** GIVEN EXERCISE **
Count the lines in the data below that contain the string "surface". Reply with the number only.

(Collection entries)
——

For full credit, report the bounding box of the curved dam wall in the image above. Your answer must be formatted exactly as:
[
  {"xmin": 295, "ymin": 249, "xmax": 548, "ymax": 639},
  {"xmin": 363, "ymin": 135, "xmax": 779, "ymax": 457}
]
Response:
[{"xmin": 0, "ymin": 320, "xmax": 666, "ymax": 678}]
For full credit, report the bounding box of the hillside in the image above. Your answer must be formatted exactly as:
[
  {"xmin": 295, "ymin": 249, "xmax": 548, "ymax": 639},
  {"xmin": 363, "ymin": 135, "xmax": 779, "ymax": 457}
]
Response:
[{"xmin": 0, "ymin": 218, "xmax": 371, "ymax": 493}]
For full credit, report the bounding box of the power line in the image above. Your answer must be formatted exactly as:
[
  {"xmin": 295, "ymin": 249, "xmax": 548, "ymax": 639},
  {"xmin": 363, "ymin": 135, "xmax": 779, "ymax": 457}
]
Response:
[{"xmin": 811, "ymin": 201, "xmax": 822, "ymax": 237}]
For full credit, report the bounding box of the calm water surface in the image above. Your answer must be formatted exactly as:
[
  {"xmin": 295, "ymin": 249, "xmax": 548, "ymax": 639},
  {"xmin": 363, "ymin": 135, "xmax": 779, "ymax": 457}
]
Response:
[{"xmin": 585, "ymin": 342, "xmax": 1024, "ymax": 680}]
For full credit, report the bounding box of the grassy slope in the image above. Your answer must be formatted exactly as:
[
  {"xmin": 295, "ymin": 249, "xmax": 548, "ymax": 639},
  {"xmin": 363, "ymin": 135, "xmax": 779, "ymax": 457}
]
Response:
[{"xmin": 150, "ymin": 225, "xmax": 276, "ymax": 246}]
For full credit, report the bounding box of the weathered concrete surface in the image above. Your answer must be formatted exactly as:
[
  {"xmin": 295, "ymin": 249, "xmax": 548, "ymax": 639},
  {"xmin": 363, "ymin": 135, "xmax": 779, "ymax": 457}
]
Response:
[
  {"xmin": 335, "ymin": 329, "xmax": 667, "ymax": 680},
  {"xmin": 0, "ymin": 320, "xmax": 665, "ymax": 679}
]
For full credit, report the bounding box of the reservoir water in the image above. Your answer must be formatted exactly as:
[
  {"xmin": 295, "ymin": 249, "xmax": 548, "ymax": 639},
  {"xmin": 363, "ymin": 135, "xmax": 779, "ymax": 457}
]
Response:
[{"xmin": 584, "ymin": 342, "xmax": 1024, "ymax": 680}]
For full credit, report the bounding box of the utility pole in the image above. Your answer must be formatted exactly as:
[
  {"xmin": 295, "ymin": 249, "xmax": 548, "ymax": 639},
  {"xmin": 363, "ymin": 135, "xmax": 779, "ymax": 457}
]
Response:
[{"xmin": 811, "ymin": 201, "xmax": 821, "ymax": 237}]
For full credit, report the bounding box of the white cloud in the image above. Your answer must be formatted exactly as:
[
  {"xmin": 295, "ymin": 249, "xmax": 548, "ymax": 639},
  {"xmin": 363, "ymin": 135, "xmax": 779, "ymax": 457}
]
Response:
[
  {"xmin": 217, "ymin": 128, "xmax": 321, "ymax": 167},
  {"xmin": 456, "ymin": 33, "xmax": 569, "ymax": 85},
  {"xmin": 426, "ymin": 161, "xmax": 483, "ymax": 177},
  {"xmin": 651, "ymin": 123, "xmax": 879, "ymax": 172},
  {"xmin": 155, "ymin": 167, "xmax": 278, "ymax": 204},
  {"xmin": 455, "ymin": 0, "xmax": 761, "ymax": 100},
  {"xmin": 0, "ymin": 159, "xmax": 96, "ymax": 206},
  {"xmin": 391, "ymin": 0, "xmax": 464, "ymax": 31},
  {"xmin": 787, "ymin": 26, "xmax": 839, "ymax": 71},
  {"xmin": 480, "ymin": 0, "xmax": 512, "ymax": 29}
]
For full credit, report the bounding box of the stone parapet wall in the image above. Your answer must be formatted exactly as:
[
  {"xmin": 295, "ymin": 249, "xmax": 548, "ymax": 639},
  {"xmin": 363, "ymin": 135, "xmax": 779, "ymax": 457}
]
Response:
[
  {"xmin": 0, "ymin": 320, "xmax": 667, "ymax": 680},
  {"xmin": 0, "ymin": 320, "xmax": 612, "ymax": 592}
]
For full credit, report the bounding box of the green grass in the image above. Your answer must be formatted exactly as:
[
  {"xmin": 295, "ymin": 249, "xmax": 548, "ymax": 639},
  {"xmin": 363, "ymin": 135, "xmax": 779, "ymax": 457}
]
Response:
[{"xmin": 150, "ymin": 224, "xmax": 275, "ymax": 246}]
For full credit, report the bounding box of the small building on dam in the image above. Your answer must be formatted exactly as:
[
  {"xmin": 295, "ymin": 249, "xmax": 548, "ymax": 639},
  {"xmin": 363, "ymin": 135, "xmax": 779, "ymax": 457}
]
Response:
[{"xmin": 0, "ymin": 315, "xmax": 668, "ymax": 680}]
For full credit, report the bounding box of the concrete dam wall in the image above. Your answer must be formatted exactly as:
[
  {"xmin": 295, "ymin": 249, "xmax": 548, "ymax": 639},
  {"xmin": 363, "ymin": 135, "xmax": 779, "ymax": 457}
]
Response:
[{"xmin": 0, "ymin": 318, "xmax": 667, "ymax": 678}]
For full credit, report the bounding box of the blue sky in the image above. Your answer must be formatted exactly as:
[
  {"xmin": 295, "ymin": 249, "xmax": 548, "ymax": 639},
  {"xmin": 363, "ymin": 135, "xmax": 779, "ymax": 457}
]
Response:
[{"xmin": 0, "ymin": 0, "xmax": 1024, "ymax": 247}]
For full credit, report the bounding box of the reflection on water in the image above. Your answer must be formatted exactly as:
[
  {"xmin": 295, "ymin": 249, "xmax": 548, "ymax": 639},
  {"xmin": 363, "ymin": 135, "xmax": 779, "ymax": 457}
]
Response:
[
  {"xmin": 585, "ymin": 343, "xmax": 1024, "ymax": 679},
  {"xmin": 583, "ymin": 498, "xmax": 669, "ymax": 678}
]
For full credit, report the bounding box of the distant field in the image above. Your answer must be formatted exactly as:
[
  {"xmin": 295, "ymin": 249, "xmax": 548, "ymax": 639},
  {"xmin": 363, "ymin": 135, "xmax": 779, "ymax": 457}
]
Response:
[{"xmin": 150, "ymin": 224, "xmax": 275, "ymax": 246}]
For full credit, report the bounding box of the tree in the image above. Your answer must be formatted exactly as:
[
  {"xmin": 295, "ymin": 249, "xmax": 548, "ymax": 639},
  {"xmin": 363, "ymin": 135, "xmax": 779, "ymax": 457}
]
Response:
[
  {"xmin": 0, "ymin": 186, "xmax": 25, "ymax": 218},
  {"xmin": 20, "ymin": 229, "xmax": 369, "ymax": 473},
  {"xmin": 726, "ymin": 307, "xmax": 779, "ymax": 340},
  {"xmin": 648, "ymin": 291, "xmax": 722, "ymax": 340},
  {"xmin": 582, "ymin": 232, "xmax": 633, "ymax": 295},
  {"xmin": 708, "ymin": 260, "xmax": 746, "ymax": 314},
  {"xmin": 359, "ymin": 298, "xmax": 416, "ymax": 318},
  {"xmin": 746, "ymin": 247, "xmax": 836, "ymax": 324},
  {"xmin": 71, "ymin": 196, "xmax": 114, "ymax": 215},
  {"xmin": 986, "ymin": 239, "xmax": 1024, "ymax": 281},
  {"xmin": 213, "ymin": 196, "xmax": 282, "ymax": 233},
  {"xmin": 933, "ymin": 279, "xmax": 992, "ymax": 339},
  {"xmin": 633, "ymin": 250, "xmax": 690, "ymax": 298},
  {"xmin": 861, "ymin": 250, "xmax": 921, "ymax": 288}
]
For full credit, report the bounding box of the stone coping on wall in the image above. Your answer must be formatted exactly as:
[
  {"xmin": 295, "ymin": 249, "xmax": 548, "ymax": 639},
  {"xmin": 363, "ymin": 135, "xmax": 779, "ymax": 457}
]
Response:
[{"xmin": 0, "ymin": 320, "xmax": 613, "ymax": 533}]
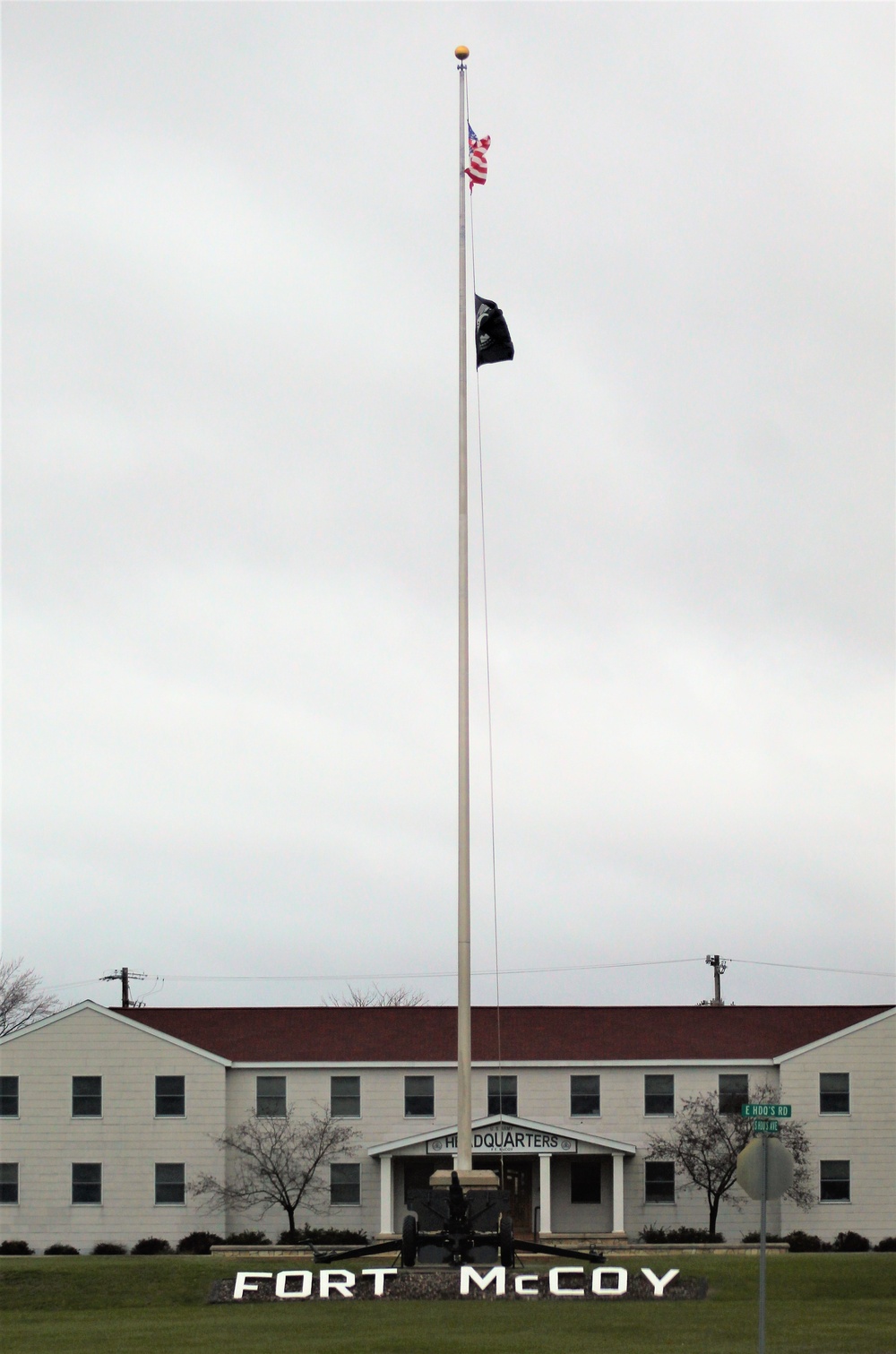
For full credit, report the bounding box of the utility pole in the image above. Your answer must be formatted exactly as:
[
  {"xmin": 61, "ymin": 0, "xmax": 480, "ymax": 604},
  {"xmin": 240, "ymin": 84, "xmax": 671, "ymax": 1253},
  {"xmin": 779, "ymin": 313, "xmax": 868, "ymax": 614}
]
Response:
[
  {"xmin": 701, "ymin": 954, "xmax": 728, "ymax": 1006},
  {"xmin": 100, "ymin": 968, "xmax": 149, "ymax": 1010}
]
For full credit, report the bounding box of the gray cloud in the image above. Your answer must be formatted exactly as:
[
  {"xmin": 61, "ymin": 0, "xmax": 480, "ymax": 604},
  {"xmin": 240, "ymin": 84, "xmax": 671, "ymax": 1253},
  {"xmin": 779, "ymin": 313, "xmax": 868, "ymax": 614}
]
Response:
[{"xmin": 4, "ymin": 4, "xmax": 894, "ymax": 1018}]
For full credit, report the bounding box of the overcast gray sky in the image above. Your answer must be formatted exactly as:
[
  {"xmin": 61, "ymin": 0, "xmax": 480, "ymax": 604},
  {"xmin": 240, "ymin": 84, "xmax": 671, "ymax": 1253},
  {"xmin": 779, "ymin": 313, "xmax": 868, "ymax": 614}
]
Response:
[{"xmin": 4, "ymin": 3, "xmax": 894, "ymax": 1005}]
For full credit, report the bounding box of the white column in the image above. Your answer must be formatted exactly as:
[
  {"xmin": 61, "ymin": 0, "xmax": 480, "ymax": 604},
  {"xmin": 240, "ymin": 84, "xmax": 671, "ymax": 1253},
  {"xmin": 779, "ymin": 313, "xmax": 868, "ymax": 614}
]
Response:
[
  {"xmin": 613, "ymin": 1152, "xmax": 625, "ymax": 1237},
  {"xmin": 379, "ymin": 1153, "xmax": 395, "ymax": 1237},
  {"xmin": 538, "ymin": 1152, "xmax": 551, "ymax": 1237}
]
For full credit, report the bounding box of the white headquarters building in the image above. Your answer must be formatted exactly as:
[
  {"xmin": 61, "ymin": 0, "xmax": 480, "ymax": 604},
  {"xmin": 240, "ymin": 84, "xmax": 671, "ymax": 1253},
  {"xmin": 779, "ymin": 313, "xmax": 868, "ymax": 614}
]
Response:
[{"xmin": 0, "ymin": 1002, "xmax": 896, "ymax": 1250}]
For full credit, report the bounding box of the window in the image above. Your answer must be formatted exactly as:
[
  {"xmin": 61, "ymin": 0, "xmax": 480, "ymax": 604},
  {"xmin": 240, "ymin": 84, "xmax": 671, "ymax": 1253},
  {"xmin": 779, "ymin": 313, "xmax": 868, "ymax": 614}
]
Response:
[
  {"xmin": 644, "ymin": 1161, "xmax": 676, "ymax": 1203},
  {"xmin": 405, "ymin": 1076, "xmax": 435, "ymax": 1118},
  {"xmin": 156, "ymin": 1161, "xmax": 186, "ymax": 1203},
  {"xmin": 570, "ymin": 1156, "xmax": 601, "ymax": 1203},
  {"xmin": 156, "ymin": 1076, "xmax": 186, "ymax": 1118},
  {"xmin": 488, "ymin": 1076, "xmax": 517, "ymax": 1115},
  {"xmin": 570, "ymin": 1076, "xmax": 601, "ymax": 1118},
  {"xmin": 719, "ymin": 1073, "xmax": 750, "ymax": 1115},
  {"xmin": 254, "ymin": 1076, "xmax": 286, "ymax": 1118},
  {"xmin": 72, "ymin": 1076, "xmax": 103, "ymax": 1118},
  {"xmin": 819, "ymin": 1073, "xmax": 850, "ymax": 1115},
  {"xmin": 331, "ymin": 1161, "xmax": 361, "ymax": 1208},
  {"xmin": 644, "ymin": 1073, "xmax": 676, "ymax": 1115},
  {"xmin": 0, "ymin": 1076, "xmax": 19, "ymax": 1118},
  {"xmin": 819, "ymin": 1161, "xmax": 850, "ymax": 1203},
  {"xmin": 72, "ymin": 1161, "xmax": 103, "ymax": 1203},
  {"xmin": 331, "ymin": 1076, "xmax": 361, "ymax": 1118},
  {"xmin": 0, "ymin": 1161, "xmax": 19, "ymax": 1203}
]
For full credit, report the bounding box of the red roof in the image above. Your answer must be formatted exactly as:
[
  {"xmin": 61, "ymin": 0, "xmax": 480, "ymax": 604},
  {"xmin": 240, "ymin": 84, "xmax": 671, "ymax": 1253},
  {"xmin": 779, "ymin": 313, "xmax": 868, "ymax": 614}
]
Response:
[{"xmin": 122, "ymin": 1006, "xmax": 896, "ymax": 1063}]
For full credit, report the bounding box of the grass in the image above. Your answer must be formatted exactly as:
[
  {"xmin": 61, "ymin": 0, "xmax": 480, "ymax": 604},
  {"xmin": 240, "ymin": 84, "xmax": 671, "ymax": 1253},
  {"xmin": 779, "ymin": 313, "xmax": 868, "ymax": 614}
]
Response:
[{"xmin": 0, "ymin": 1255, "xmax": 896, "ymax": 1354}]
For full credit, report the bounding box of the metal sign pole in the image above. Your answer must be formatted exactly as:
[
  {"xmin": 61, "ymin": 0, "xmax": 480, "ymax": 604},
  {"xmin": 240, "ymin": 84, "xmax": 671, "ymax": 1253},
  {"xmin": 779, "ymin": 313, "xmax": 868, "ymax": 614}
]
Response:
[{"xmin": 759, "ymin": 1134, "xmax": 769, "ymax": 1354}]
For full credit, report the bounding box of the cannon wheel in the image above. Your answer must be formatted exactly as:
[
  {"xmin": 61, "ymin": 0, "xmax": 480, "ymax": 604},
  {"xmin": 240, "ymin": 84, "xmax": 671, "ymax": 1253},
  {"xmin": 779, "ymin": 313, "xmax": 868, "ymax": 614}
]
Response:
[
  {"xmin": 402, "ymin": 1213, "xmax": 417, "ymax": 1269},
  {"xmin": 498, "ymin": 1213, "xmax": 514, "ymax": 1269}
]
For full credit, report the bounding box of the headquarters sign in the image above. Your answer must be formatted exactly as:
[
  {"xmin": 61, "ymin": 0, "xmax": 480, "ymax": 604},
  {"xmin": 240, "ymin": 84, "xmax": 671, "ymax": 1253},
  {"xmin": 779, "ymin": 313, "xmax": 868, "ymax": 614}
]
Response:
[{"xmin": 426, "ymin": 1124, "xmax": 577, "ymax": 1156}]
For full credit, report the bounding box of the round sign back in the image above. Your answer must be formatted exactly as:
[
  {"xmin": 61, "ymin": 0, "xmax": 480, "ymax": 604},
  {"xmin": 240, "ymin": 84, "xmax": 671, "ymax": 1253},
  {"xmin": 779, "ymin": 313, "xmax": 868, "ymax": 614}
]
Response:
[{"xmin": 737, "ymin": 1137, "xmax": 793, "ymax": 1198}]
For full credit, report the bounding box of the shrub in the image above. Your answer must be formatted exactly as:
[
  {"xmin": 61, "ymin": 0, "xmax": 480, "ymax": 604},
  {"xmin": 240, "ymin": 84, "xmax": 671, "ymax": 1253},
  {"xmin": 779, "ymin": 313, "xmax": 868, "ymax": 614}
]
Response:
[
  {"xmin": 832, "ymin": 1232, "xmax": 872, "ymax": 1251},
  {"xmin": 641, "ymin": 1227, "xmax": 724, "ymax": 1246},
  {"xmin": 278, "ymin": 1222, "xmax": 368, "ymax": 1246},
  {"xmin": 177, "ymin": 1232, "xmax": 223, "ymax": 1255},
  {"xmin": 132, "ymin": 1237, "xmax": 170, "ymax": 1255}
]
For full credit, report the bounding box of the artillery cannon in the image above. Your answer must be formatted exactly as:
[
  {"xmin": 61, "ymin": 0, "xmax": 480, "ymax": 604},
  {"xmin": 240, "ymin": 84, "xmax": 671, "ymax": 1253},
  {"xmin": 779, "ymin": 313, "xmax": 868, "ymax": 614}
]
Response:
[{"xmin": 314, "ymin": 1171, "xmax": 604, "ymax": 1269}]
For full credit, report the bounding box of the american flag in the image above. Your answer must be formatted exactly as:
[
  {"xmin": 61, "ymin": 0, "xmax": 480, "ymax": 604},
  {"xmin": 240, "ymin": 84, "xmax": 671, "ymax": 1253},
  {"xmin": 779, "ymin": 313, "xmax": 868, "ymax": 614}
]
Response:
[{"xmin": 466, "ymin": 124, "xmax": 491, "ymax": 193}]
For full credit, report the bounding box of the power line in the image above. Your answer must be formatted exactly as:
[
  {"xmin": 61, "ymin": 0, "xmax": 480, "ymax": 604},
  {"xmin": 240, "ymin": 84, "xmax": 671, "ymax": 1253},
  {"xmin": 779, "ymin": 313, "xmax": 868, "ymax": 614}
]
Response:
[{"xmin": 53, "ymin": 954, "xmax": 896, "ymax": 991}]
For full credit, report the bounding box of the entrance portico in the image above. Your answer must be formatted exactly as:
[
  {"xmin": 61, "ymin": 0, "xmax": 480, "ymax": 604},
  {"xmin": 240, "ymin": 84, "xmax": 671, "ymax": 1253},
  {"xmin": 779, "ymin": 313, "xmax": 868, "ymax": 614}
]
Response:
[{"xmin": 368, "ymin": 1115, "xmax": 634, "ymax": 1237}]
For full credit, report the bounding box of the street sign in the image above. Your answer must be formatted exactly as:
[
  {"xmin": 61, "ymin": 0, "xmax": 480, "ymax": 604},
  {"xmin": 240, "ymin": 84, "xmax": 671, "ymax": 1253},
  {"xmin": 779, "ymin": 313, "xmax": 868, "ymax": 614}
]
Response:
[{"xmin": 737, "ymin": 1124, "xmax": 793, "ymax": 1198}]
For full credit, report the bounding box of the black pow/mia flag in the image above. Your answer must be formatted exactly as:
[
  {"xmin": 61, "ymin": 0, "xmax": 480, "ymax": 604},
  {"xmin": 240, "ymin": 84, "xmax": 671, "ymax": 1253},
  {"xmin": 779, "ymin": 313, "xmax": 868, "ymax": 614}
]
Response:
[{"xmin": 475, "ymin": 297, "xmax": 513, "ymax": 367}]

——

** WRITTEN RESPONSE **
2